------ Material shown ------

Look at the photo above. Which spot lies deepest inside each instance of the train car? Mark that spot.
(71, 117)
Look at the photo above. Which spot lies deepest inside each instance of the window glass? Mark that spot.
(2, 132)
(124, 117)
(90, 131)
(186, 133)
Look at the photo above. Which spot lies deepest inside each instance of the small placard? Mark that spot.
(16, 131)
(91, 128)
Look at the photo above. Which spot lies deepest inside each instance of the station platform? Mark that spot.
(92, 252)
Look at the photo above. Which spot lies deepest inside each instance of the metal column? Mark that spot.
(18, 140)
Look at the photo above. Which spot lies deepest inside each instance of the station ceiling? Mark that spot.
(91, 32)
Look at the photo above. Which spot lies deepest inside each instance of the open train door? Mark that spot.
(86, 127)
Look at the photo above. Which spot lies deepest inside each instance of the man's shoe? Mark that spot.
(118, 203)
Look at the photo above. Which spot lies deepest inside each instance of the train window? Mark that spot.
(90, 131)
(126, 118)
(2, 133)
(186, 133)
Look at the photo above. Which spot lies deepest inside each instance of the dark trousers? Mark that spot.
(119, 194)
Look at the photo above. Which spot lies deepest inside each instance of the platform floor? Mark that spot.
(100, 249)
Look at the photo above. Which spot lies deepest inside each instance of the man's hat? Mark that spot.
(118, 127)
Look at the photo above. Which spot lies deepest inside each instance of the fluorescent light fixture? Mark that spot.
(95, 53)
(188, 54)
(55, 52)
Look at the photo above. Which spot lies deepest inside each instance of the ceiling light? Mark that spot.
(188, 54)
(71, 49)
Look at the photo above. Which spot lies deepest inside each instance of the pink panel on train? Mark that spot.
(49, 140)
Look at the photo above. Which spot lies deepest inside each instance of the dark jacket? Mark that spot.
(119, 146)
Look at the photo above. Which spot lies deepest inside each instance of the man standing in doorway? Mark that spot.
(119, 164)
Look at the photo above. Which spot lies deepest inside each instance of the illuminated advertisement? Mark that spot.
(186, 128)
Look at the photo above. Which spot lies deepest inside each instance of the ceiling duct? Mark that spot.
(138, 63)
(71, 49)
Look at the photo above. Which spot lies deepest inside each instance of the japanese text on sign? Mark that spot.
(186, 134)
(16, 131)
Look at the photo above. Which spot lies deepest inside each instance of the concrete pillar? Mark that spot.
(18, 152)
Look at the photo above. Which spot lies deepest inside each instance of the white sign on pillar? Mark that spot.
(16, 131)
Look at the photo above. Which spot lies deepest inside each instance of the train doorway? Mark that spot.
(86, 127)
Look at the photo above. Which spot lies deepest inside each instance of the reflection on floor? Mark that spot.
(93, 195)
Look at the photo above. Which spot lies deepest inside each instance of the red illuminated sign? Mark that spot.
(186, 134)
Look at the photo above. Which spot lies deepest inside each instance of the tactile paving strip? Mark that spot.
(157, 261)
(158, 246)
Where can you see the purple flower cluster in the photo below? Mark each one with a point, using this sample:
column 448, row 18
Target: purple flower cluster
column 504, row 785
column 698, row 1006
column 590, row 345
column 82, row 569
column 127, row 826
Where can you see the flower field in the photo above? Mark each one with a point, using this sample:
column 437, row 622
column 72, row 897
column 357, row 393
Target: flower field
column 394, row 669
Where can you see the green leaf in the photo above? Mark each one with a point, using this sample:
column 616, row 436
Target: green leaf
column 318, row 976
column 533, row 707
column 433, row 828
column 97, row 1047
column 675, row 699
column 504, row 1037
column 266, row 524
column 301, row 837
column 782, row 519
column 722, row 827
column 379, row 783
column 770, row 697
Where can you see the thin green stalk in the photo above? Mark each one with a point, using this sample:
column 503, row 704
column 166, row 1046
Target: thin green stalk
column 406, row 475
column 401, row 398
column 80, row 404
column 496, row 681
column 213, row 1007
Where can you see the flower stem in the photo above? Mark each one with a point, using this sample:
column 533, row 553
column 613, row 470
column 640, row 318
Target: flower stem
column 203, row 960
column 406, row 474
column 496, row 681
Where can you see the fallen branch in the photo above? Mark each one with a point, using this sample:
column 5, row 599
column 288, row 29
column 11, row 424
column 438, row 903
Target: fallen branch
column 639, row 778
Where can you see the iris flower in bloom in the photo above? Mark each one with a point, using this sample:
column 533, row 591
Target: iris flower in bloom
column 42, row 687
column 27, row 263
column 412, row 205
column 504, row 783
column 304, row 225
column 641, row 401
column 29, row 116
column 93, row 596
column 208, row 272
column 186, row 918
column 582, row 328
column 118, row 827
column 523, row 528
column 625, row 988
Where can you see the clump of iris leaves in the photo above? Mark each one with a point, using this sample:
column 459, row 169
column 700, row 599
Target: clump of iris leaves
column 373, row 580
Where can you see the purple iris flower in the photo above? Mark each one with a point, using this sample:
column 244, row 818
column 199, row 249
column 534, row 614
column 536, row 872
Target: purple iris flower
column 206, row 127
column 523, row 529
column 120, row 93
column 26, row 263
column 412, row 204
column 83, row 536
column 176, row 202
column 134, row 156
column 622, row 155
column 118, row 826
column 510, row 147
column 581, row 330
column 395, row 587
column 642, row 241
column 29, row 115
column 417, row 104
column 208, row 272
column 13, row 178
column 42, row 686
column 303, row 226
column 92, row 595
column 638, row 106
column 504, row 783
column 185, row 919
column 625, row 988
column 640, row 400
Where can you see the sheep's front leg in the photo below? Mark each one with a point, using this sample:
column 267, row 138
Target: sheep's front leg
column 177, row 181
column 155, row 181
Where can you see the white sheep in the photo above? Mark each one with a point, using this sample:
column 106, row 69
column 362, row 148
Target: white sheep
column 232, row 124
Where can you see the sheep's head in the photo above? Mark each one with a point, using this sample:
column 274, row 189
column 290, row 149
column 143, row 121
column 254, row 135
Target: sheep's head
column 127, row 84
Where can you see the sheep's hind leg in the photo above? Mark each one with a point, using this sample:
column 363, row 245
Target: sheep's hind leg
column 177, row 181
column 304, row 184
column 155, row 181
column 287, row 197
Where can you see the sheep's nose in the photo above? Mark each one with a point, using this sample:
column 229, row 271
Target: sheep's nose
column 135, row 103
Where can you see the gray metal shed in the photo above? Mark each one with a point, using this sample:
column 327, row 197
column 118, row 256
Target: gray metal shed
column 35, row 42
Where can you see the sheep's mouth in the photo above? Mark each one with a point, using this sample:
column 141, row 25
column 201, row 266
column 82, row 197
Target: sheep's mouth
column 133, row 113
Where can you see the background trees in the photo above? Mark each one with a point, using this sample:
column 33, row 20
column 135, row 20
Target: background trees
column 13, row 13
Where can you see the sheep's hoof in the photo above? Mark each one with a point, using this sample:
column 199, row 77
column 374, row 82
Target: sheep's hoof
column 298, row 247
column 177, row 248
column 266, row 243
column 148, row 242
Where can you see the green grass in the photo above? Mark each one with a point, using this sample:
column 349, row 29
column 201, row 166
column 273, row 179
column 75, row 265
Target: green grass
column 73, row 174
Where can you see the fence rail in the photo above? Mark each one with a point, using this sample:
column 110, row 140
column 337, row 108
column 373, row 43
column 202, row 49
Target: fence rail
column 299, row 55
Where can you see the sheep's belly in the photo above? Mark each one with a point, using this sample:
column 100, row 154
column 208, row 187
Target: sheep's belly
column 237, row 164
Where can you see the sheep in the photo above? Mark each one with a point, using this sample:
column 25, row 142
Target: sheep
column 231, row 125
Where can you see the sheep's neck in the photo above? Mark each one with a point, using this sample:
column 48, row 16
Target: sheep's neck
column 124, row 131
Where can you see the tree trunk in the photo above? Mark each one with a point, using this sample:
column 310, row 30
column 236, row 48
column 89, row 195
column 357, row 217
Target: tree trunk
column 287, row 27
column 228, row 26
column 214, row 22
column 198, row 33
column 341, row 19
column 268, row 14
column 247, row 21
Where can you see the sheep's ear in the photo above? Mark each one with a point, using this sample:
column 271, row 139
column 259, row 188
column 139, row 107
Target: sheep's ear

------

Repeat verbatim the stretch of the listing from the line containing "Where can you see the sheep's front" through the line containing "column 127, row 84", both included.

## Full output
Where can you see the sheep's front leg in the photo below? Mark each one with a point, using this sample:
column 267, row 138
Target: sheep's front leg
column 177, row 181
column 155, row 181
Where can you see the white sheep in the photo above? Mark each one with a point, using this sample:
column 106, row 69
column 362, row 148
Target: white sheep
column 232, row 124
Where can you see the sheep's head in the photo above? Mark each one with a point, using this sample:
column 274, row 189
column 290, row 149
column 143, row 121
column 254, row 135
Target: sheep's head
column 127, row 84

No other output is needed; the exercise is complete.